## begin TEXT
# I loaded the new update manually and lost root



## frellingfrakker (Dec 22, 2011)

So, my Prime still wouldn't recognize the new .28 update when I checked for it. I decided to just download it from ASUS and do it manually. Little did I know that when you take that route it wipes the System directory and along with it my Voodoo OTA saved rooted SU.
This is just a warning for others to not make my mistake.


----------



## ThunderRootedDragon (Sep 1, 2011)

frellingfrakker said:


> So, my Prime still wouldn't recognize the new .28 update when I checked for it. I decided to just download it from ASUS and do it manually. Little did I know that when you take that route it wipes the System directory and along with it my Voodoo OTA saved rooted SU.
> This is just a warning for others to not make my mistake.
## end TEXT
## begin RECORD EXTRACTS
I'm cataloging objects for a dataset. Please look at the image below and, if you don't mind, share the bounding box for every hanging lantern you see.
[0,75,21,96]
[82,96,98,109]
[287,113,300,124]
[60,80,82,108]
## end RECORD EXTRACTS
## begin RECORD EXTRACTS
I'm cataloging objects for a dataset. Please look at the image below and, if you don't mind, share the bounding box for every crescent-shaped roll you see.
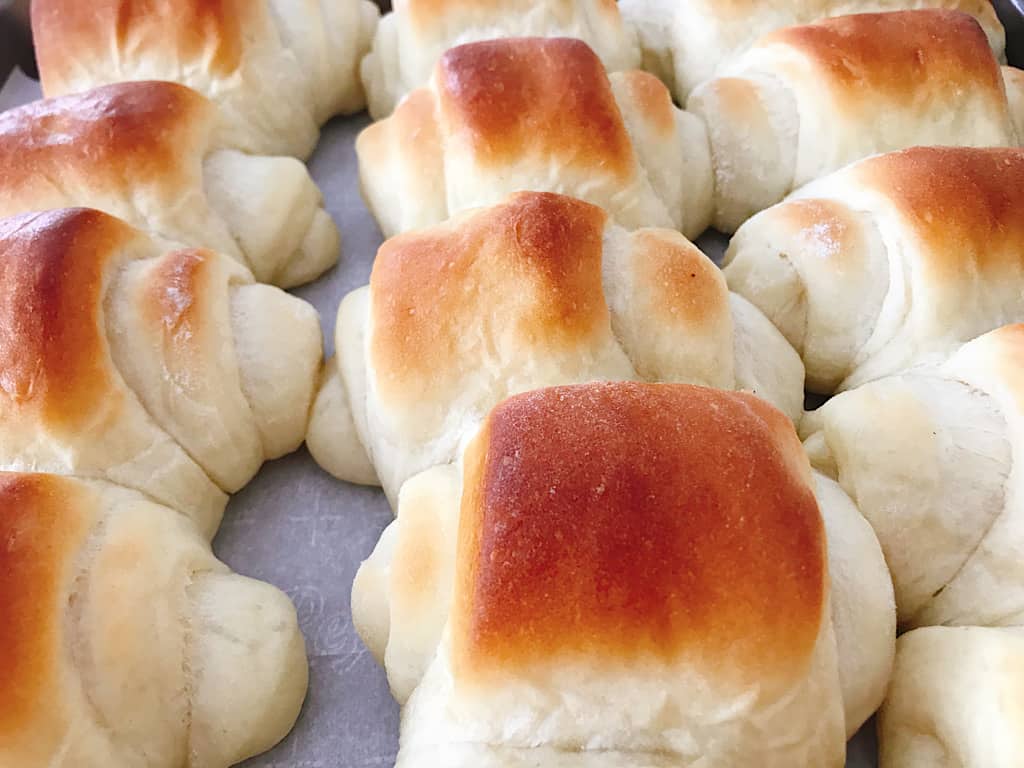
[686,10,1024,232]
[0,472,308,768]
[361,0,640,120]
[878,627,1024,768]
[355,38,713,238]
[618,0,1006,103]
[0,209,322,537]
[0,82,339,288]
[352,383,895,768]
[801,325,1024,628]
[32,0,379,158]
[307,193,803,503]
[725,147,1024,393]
## end RECORD EXTRACTS
## begin RECORD EXTRACTS
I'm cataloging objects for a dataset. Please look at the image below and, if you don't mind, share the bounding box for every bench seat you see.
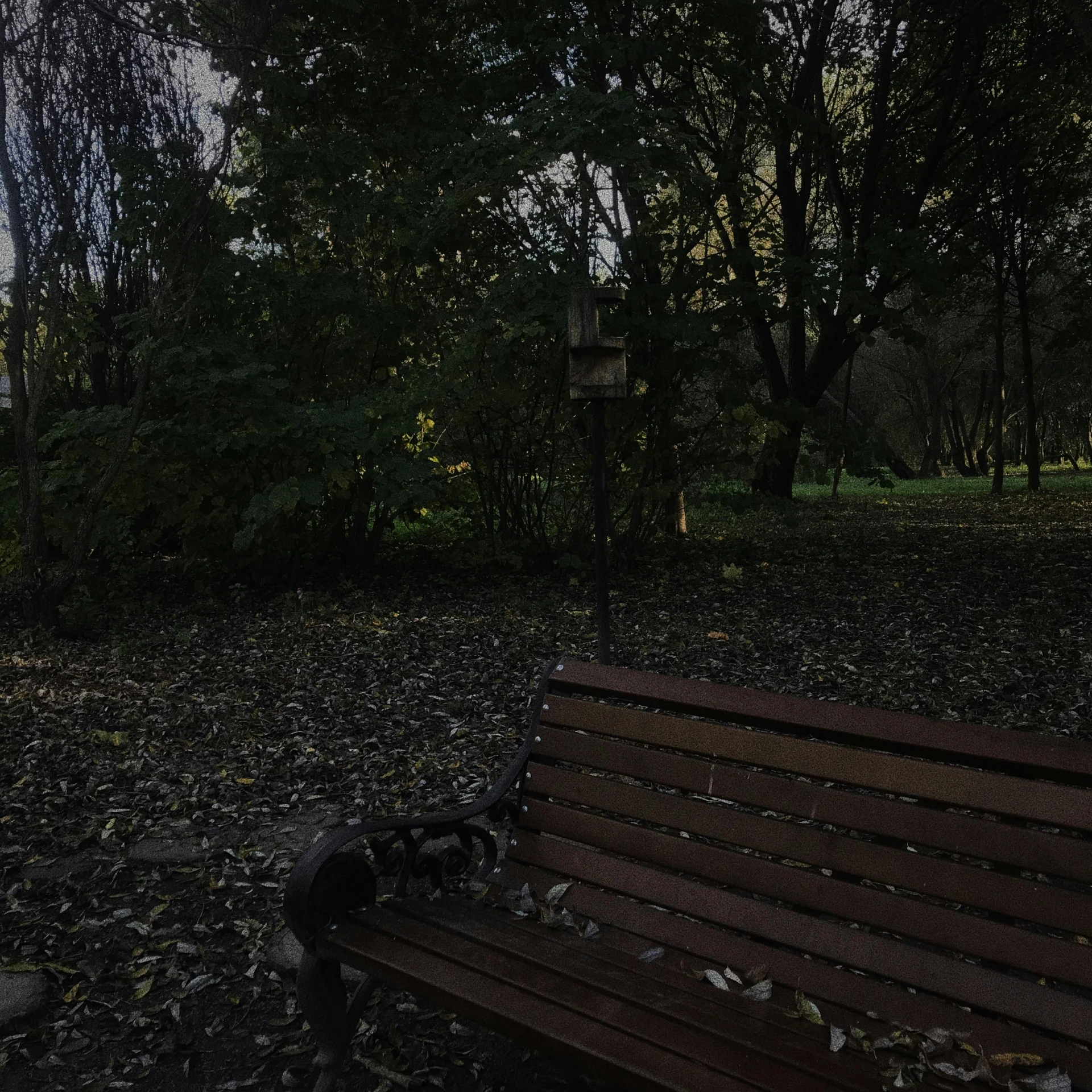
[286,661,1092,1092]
## end RECORD EXTRACTS
[TASK INSTRUCTIONS]
[a] In the forum thread about losing root, what does installing the .28 update manually wipe?
[b] Quote the forum thread from "## frellingfrakker (Dec" up to and including "(Sep 1, 2011)".

[CORRECT ANSWERS]
[a] It wipes the System directory, and with it the Voodoo OTA saved rooted SU.

[b]
## frellingfrakker (Dec 22, 2011)

So, my Prime still wouldn't recognize the new .28 update when I checked for it. I decided to just download it from ASUS and do it manually. Little did I know that when you take that route it wipes the System directory and along with it my Voodoo OTA saved rooted SU.
This is just a warning for others to not make my mistake.


----------



## ThunderRootedDragon (Sep 1, 2011)